Stored items from a collection:

★ ★ ★ ★

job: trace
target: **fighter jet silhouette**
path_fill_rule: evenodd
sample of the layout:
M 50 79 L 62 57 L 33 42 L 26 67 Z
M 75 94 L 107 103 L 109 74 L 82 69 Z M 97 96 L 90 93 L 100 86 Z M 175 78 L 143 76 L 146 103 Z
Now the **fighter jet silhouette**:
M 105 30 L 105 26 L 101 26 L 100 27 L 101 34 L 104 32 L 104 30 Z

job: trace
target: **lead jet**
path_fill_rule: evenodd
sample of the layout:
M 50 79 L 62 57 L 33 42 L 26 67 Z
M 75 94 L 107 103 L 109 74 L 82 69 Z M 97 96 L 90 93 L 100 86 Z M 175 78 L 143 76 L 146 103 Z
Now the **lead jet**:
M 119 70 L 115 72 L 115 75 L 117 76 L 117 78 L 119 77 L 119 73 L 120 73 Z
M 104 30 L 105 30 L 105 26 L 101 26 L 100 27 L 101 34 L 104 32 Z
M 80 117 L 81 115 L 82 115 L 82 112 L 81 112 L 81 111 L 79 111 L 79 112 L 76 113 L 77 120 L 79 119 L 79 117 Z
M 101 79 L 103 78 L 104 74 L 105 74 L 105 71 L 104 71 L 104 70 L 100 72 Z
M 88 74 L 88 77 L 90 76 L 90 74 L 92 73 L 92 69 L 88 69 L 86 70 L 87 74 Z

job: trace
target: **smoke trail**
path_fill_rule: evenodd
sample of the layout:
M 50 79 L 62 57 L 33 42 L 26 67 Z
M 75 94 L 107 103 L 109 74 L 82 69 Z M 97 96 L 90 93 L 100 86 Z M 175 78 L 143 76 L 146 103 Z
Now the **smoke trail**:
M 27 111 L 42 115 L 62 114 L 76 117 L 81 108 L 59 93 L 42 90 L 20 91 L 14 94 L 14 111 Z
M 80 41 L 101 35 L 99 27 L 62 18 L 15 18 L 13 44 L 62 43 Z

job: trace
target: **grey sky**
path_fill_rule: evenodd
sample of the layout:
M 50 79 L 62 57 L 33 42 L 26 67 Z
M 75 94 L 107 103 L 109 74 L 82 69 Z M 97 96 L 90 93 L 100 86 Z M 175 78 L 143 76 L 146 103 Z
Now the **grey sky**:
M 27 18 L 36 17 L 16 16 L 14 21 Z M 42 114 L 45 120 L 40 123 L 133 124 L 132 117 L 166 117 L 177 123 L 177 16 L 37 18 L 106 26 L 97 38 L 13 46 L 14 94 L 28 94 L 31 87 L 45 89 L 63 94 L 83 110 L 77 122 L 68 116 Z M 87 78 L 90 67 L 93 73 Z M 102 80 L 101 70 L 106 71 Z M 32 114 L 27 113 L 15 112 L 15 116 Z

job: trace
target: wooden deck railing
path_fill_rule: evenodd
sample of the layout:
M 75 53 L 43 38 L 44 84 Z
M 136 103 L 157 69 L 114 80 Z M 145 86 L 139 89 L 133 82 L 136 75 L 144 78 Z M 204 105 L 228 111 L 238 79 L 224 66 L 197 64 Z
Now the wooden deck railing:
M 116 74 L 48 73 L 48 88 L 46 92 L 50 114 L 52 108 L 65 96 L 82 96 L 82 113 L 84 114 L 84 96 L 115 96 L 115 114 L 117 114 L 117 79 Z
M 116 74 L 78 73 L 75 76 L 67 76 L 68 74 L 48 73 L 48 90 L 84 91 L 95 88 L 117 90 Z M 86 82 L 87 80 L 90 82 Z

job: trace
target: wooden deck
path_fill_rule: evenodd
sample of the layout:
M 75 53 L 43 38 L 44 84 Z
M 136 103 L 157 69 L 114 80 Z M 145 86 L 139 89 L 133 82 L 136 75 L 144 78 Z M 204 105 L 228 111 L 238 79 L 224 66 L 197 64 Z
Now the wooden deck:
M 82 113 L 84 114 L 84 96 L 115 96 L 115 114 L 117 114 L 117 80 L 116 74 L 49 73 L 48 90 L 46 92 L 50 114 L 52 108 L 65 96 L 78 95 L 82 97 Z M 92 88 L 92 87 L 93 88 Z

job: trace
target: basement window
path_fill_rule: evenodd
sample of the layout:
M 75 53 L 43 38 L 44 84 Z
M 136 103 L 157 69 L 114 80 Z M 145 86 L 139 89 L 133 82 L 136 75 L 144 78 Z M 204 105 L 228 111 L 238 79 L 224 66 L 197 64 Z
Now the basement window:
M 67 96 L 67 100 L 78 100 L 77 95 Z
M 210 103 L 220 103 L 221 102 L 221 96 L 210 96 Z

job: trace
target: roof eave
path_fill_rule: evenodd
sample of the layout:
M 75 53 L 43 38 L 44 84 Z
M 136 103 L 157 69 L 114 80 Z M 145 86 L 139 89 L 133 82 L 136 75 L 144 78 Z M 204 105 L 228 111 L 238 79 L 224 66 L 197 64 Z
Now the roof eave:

★ ★ ★ ★

» **DIRECTIONS FOR THIS TASK**:
Reproduce the data above, swapping "wooden deck" for "timber deck" everywhere it occurs and leaving everything else unchanged.

» **COMPLETED EXERCISE**:
job: trace
target: **fighter jet silhouette**
path_fill_rule: evenodd
sample of the layout:
M 50 79 L 62 57 L 33 42 L 26 67 Z
M 75 94 L 107 103 L 109 74 L 82 69 Z M 97 96 L 90 93 L 100 86 Z M 175 78 L 143 76 L 146 103 Z
Now the **fighter jet silhouette**:
M 105 30 L 105 26 L 101 26 L 100 27 L 101 34 L 104 32 L 104 30 Z

job: trace
target: **lead jet**
path_fill_rule: evenodd
sample of the layout:
M 50 79 L 62 57 L 33 42 L 26 67 Z
M 75 94 L 107 103 L 109 74 L 82 69 Z M 97 96 L 90 93 L 100 86 Z M 175 78 L 143 76 L 146 103 Z
Now the **lead jet**:
M 119 70 L 115 72 L 115 75 L 117 76 L 117 78 L 119 77 L 119 73 L 120 73 Z
M 104 30 L 105 30 L 105 26 L 101 26 L 100 27 L 101 34 L 104 32 Z
M 80 117 L 81 115 L 82 115 L 82 112 L 81 112 L 81 111 L 79 111 L 79 112 L 76 113 L 77 120 L 79 119 L 79 117 Z
M 101 79 L 103 78 L 104 74 L 105 74 L 105 71 L 104 71 L 104 70 L 100 72 Z
M 88 74 L 88 77 L 90 76 L 90 74 L 92 73 L 92 69 L 88 69 L 86 70 L 87 74 Z

job: trace
target: **smoke trail**
path_fill_rule: evenodd
sample of the layout:
M 50 79 L 62 57 L 33 42 L 26 67 Z
M 75 94 L 107 103 L 109 74 L 82 69 Z M 97 96 L 90 93 L 100 86 Z M 175 78 L 143 76 L 146 103 Z
Now the **smoke trail**:
M 27 111 L 42 115 L 62 114 L 76 117 L 81 108 L 59 93 L 42 90 L 20 91 L 14 94 L 14 111 Z
M 80 41 L 101 35 L 99 27 L 62 18 L 15 18 L 13 44 L 62 43 Z

job: trace
target: **grey sky**
path_fill_rule: evenodd
sample of the layout:
M 50 79 L 62 57 L 33 42 L 26 67 Z
M 75 94 L 107 103 L 109 74 L 82 69 Z M 97 96 L 90 93 L 100 86 Z M 175 78 L 143 76 L 146 103 Z
Now the **grey sky**:
M 27 18 L 36 17 L 16 16 L 14 21 Z M 42 114 L 45 120 L 40 123 L 133 124 L 132 117 L 166 117 L 177 123 L 177 16 L 37 18 L 106 26 L 97 38 L 13 46 L 14 94 L 28 94 L 31 87 L 45 89 L 63 94 L 83 110 L 77 122 L 68 116 Z M 87 78 L 90 67 L 93 73 Z M 102 80 L 101 70 L 106 71 Z M 32 114 L 27 113 L 15 112 L 15 116 Z

job: trace
target: timber deck railing
path_fill_rule: evenodd
sample of the layout:
M 75 53 L 43 38 L 44 84 Z
M 136 103 L 157 69 L 114 80 Z M 145 86 L 139 89 L 133 82 L 136 75 L 144 78 Z M 204 105 L 228 111 L 238 79 L 224 66 L 197 64 Z
Now the timber deck railing:
M 116 74 L 48 73 L 48 88 L 46 92 L 50 114 L 52 108 L 65 96 L 82 96 L 82 113 L 84 114 L 84 96 L 115 96 L 115 114 L 117 114 L 117 79 Z
M 116 74 L 78 73 L 75 76 L 67 76 L 68 74 L 48 73 L 48 90 L 84 91 L 95 88 L 117 90 Z M 86 82 L 87 80 L 90 82 Z

job: trace
target: timber deck
path_fill_rule: evenodd
sample of the layout:
M 75 53 L 43 38 L 44 84 Z
M 136 103 L 157 69 L 114 80 Z M 145 86 L 139 89 L 133 82 L 136 75 L 144 78 Z M 204 105 L 228 111 L 238 79 L 224 66 L 197 64 Z
Now the timber deck:
M 82 113 L 84 114 L 84 96 L 115 96 L 115 114 L 117 114 L 117 80 L 116 74 L 49 73 L 48 90 L 46 92 L 50 114 L 52 108 L 65 96 L 78 95 L 82 97 Z M 92 88 L 92 87 L 93 88 Z

job: trace
target: basement window
path_fill_rule: evenodd
sample of the layout:
M 75 53 L 43 38 L 44 84 Z
M 136 103 L 157 69 L 114 80 Z M 145 86 L 139 89 L 133 82 L 136 75 L 144 78 Z M 204 105 L 228 111 L 238 79 L 224 66 L 197 64 Z
Now the basement window:
M 67 96 L 67 100 L 78 100 L 77 95 Z
M 210 103 L 220 103 L 221 102 L 221 96 L 210 96 Z

job: trace
target: roof eave
path_fill_rule: evenodd
sample of the layout:
M 75 53 L 43 38 L 44 84 Z
M 136 103 L 157 69 L 114 80 Z M 145 86 L 139 89 L 133 82 L 136 75 L 144 78 Z M 204 105 L 228 111 L 238 79 L 224 66 L 197 64 Z
Now the roof eave:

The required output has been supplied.